■ Challenge ■
Format the part of the records that opens with the line containing "point: one pixel per instance, each like <point>115,364</point>." and closes with the line containing "<point>177,373</point>", both lines included, as a Markdown table with the columns Row and Line. Number each line in Row, put the line itself in Line, and leave out any blank lines.

■ Input for this task ■
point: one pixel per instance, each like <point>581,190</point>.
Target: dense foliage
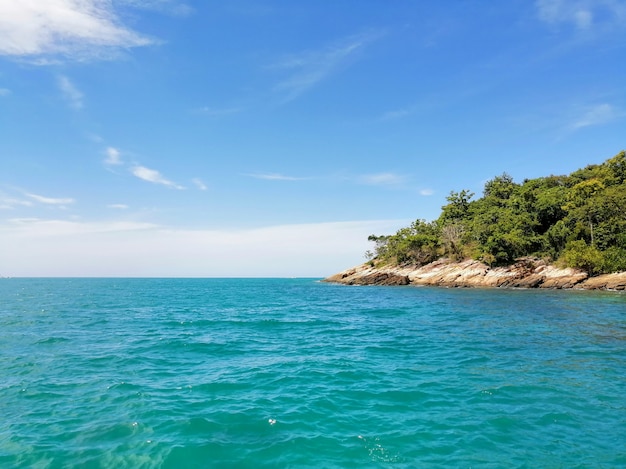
<point>577,221</point>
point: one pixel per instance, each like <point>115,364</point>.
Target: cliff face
<point>526,273</point>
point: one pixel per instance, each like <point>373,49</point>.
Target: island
<point>549,232</point>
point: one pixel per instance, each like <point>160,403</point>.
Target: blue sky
<point>270,138</point>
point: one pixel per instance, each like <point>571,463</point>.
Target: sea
<point>297,373</point>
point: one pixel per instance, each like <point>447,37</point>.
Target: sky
<point>269,138</point>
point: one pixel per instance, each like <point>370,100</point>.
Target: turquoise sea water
<point>177,373</point>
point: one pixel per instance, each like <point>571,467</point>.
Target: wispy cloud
<point>583,14</point>
<point>10,203</point>
<point>130,248</point>
<point>199,184</point>
<point>276,177</point>
<point>50,200</point>
<point>153,176</point>
<point>171,7</point>
<point>397,114</point>
<point>72,94</point>
<point>77,29</point>
<point>113,157</point>
<point>309,68</point>
<point>382,179</point>
<point>218,112</point>
<point>596,115</point>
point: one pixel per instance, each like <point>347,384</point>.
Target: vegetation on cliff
<point>577,221</point>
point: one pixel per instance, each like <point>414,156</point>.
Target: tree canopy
<point>577,221</point>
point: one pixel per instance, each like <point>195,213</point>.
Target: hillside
<point>576,221</point>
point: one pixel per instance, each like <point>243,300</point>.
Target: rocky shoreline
<point>525,273</point>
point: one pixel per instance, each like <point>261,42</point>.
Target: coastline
<point>525,273</point>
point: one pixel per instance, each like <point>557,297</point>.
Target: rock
<point>525,273</point>
<point>606,282</point>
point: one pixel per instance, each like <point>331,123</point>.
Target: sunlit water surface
<point>132,373</point>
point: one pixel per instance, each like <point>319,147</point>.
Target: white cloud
<point>10,203</point>
<point>310,68</point>
<point>583,14</point>
<point>276,177</point>
<point>71,28</point>
<point>113,157</point>
<point>199,184</point>
<point>72,94</point>
<point>65,248</point>
<point>383,179</point>
<point>597,115</point>
<point>51,201</point>
<point>152,175</point>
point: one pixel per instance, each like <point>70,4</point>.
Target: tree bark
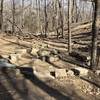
<point>95,30</point>
<point>69,25</point>
<point>13,15</point>
<point>1,16</point>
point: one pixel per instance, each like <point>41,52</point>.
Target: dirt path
<point>31,87</point>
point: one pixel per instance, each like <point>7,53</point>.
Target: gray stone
<point>97,72</point>
<point>70,73</point>
<point>81,71</point>
<point>53,59</point>
<point>13,58</point>
<point>34,51</point>
<point>21,51</point>
<point>43,53</point>
<point>59,73</point>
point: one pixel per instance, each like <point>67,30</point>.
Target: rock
<point>13,58</point>
<point>34,51</point>
<point>18,72</point>
<point>5,56</point>
<point>43,53</point>
<point>80,71</point>
<point>80,56</point>
<point>53,59</point>
<point>97,72</point>
<point>44,46</point>
<point>60,73</point>
<point>54,51</point>
<point>21,51</point>
<point>70,73</point>
<point>41,69</point>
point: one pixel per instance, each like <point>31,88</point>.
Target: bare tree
<point>45,19</point>
<point>1,15</point>
<point>13,16</point>
<point>95,31</point>
<point>69,25</point>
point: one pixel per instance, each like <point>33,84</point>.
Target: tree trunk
<point>69,25</point>
<point>1,16</point>
<point>46,22</point>
<point>95,30</point>
<point>13,15</point>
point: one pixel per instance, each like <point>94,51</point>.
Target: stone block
<point>80,71</point>
<point>34,51</point>
<point>70,73</point>
<point>53,59</point>
<point>60,73</point>
<point>21,51</point>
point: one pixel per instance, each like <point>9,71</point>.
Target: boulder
<point>60,73</point>
<point>43,53</point>
<point>13,58</point>
<point>34,51</point>
<point>97,72</point>
<point>80,71</point>
<point>70,73</point>
<point>54,51</point>
<point>52,58</point>
<point>21,51</point>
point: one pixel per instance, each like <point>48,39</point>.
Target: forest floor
<point>30,85</point>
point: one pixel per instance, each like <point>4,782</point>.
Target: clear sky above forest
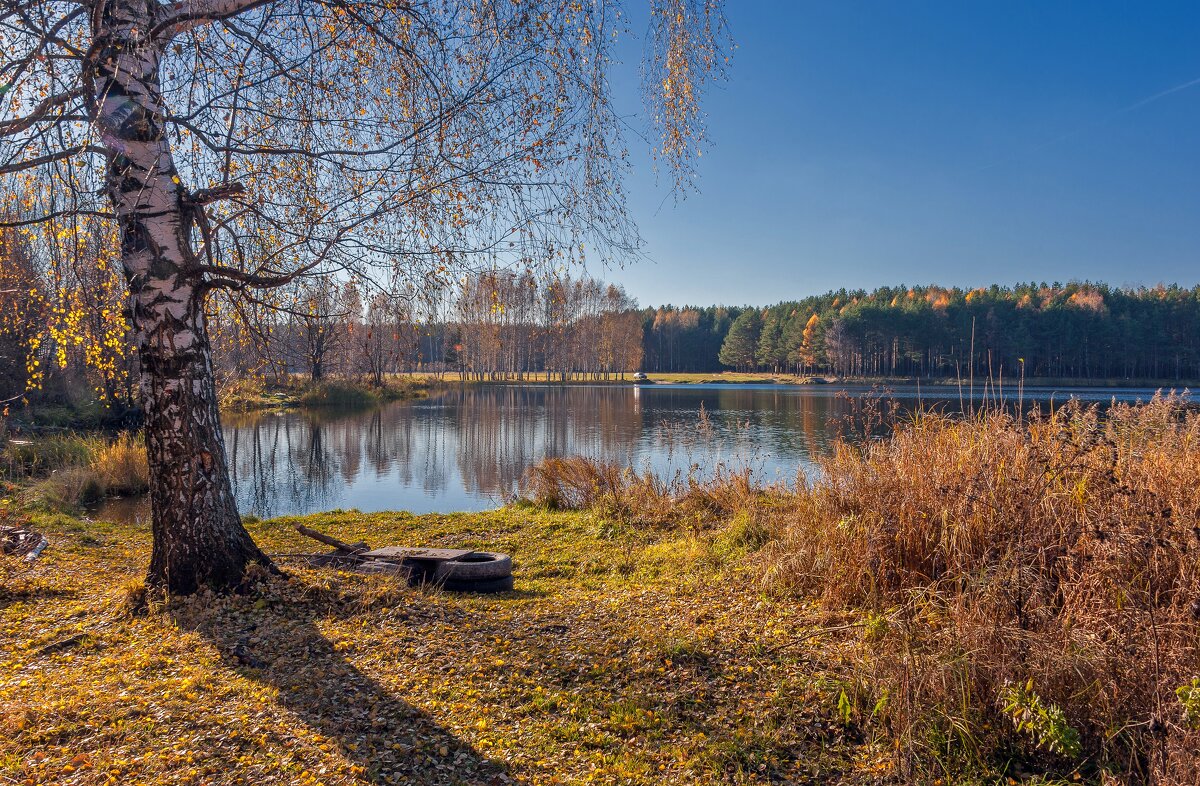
<point>864,143</point>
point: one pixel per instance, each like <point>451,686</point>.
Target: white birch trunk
<point>198,537</point>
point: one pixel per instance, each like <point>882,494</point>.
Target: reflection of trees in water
<point>474,443</point>
<point>502,431</point>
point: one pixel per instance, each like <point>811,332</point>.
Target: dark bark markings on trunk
<point>198,537</point>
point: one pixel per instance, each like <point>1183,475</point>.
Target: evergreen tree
<point>742,342</point>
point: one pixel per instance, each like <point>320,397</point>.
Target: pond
<point>467,448</point>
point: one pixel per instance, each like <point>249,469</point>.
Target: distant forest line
<point>502,325</point>
<point>1075,330</point>
<point>508,327</point>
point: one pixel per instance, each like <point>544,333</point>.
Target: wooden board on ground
<point>425,555</point>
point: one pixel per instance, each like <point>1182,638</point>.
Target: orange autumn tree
<point>235,145</point>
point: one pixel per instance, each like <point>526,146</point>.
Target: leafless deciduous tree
<point>235,144</point>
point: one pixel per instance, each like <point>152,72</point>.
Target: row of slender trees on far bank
<point>517,325</point>
<point>504,325</point>
<point>489,327</point>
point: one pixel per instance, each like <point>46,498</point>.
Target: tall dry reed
<point>1029,587</point>
<point>1033,586</point>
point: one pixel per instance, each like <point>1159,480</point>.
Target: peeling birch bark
<point>198,537</point>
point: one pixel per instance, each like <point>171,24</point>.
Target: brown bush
<point>1029,587</point>
<point>1033,587</point>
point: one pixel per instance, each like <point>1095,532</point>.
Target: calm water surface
<point>467,449</point>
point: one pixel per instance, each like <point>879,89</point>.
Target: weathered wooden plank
<point>425,555</point>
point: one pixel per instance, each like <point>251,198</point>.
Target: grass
<point>1025,592</point>
<point>251,394</point>
<point>971,600</point>
<point>617,660</point>
<point>1032,586</point>
<point>65,472</point>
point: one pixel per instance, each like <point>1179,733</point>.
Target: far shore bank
<point>766,378</point>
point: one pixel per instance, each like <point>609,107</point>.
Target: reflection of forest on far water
<point>467,448</point>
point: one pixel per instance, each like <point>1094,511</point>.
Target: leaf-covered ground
<point>619,659</point>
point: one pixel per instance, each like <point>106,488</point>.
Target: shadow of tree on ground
<point>280,645</point>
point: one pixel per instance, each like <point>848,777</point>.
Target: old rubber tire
<point>502,585</point>
<point>480,565</point>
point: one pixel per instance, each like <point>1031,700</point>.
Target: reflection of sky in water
<point>467,449</point>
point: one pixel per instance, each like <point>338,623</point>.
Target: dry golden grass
<point>121,466</point>
<point>73,471</point>
<point>1027,589</point>
<point>1032,587</point>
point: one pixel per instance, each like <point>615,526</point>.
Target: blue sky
<point>863,143</point>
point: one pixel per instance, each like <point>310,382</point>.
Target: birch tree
<point>235,144</point>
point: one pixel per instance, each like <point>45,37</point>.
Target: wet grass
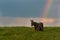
<point>26,33</point>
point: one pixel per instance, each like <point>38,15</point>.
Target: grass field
<point>26,33</point>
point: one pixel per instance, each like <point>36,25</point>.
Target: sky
<point>29,8</point>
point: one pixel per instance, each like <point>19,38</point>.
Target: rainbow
<point>46,12</point>
<point>47,8</point>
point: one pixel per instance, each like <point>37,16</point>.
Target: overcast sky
<point>27,8</point>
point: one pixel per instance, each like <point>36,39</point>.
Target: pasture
<point>26,33</point>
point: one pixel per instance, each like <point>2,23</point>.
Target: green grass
<point>26,33</point>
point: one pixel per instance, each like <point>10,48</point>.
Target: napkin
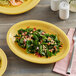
<point>62,65</point>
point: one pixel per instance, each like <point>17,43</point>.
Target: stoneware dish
<point>26,6</point>
<point>45,26</point>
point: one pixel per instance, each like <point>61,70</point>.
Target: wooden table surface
<point>17,66</point>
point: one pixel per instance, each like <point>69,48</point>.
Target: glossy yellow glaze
<point>26,6</point>
<point>3,63</point>
<point>45,26</point>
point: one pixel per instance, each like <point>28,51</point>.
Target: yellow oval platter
<point>3,63</point>
<point>26,6</point>
<point>45,26</point>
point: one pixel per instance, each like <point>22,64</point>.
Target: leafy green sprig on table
<point>38,42</point>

■ Finished answer ■
| Row | Line |
|---|---|
| 1 | point: one pixel per instance, each like <point>115,364</point>. |
| 2 | Target: cliff face |
| 3 | <point>526,273</point> |
| 4 | point: one pixel per instance, each like <point>373,49</point>. |
| 5 | Target: island |
| 6 | <point>549,232</point> |
| 7 | point: one pixel per instance, each like <point>160,403</point>. |
| 8 | Target: blue sky |
| 9 | <point>270,138</point> |
| 10 | point: one pixel per instance, each like <point>571,463</point>. |
| 11 | Target: sea |
| 12 | <point>297,373</point> |
| 13 | point: one pixel per instance, each like <point>447,37</point>. |
| 14 | Target: sky |
| 15 | <point>269,138</point> |
| 16 | point: one pixel per instance, each like <point>370,100</point>. |
| 17 | Target: turquoise sea water |
| 18 | <point>177,373</point> |